* WRITTEN TASK *
Arrange the entries, starting at the line that contains "of the yellow" and continuing through the last entry, as a two-column CSV with the headers "entry" and "response". Give one row per entry, and put each value in a single quoted field with line breaks replaced by spaces.
= = = = =
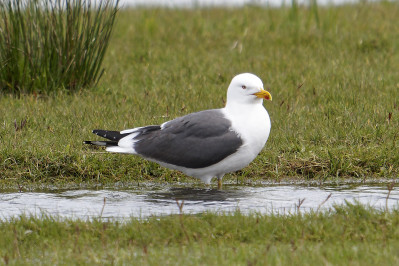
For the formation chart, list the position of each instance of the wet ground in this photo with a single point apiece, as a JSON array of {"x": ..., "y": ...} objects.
[{"x": 152, "y": 200}]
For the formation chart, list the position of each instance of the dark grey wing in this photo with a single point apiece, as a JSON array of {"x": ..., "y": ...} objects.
[{"x": 196, "y": 140}]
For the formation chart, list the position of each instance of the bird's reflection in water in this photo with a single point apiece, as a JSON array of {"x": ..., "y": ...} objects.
[{"x": 196, "y": 195}]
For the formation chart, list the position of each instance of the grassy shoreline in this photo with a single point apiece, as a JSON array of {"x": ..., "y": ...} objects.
[
  {"x": 333, "y": 78},
  {"x": 350, "y": 234}
]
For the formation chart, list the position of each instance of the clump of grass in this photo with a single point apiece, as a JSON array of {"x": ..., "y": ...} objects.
[
  {"x": 50, "y": 45},
  {"x": 352, "y": 232}
]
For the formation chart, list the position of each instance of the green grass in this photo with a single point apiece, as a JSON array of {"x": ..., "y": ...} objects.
[
  {"x": 341, "y": 123},
  {"x": 345, "y": 235},
  {"x": 47, "y": 46}
]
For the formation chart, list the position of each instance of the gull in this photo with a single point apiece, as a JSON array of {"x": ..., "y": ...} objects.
[{"x": 203, "y": 144}]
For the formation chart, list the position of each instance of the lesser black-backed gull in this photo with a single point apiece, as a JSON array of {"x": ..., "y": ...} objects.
[{"x": 204, "y": 144}]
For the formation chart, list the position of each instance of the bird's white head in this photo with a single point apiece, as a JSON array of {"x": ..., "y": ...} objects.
[{"x": 246, "y": 88}]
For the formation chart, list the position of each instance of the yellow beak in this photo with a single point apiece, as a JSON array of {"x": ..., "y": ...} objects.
[{"x": 263, "y": 94}]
= = = = =
* TASK SOLUTION *
entry,response
"For the formation chart, list the position of each instance of the yellow beak in this photo with a single point apiece, as a JSON array of {""x"": ..., ""y"": ...} objects.","[{""x"": 263, ""y"": 94}]"